(Labeled shape records)
══════════════════════════════
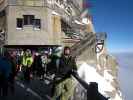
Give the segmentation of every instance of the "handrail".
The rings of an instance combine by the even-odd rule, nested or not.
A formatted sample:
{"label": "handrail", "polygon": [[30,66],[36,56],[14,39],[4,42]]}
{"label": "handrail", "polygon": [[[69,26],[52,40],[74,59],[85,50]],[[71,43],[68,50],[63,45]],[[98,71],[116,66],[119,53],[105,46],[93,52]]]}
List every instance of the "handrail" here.
{"label": "handrail", "polygon": [[91,82],[90,84],[86,83],[78,74],[72,73],[72,76],[86,89],[87,97],[83,100],[108,100],[98,91],[98,83]]}

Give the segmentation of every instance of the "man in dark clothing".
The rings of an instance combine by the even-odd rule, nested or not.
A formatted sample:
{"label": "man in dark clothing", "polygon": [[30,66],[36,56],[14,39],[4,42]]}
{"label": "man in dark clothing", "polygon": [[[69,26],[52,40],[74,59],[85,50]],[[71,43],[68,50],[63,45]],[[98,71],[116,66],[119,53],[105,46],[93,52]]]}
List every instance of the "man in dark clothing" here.
{"label": "man in dark clothing", "polygon": [[15,56],[15,51],[10,52],[9,61],[11,63],[11,74],[9,76],[9,87],[11,93],[14,94],[15,92],[15,76],[17,75],[17,60]]}
{"label": "man in dark clothing", "polygon": [[69,100],[74,93],[75,81],[71,78],[72,72],[77,71],[75,58],[71,56],[69,47],[64,48],[64,52],[60,57],[55,93],[53,98],[56,100]]}
{"label": "man in dark clothing", "polygon": [[6,97],[8,94],[8,79],[11,74],[11,62],[9,53],[6,52],[4,57],[0,57],[0,96]]}

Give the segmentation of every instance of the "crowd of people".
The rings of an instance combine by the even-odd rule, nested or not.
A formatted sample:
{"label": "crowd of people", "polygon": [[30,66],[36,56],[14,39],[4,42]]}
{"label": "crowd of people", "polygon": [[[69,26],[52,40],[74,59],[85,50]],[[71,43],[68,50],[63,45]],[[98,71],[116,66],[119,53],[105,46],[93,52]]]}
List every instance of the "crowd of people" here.
{"label": "crowd of people", "polygon": [[71,73],[76,71],[75,58],[71,56],[69,47],[54,52],[51,49],[40,52],[30,49],[6,50],[0,56],[0,96],[6,97],[9,88],[14,93],[15,77],[22,72],[22,79],[28,83],[34,76],[43,80],[47,75],[54,75],[52,97],[54,100],[68,100],[72,95]]}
══════════════════════════════
**Prompt**: Pick out each line of the records that contains the word "here".

**Task result**:
List every instance of the "handrail" here.
List every instance of the "man in dark clothing" here.
List every instance of the "crowd of people" here.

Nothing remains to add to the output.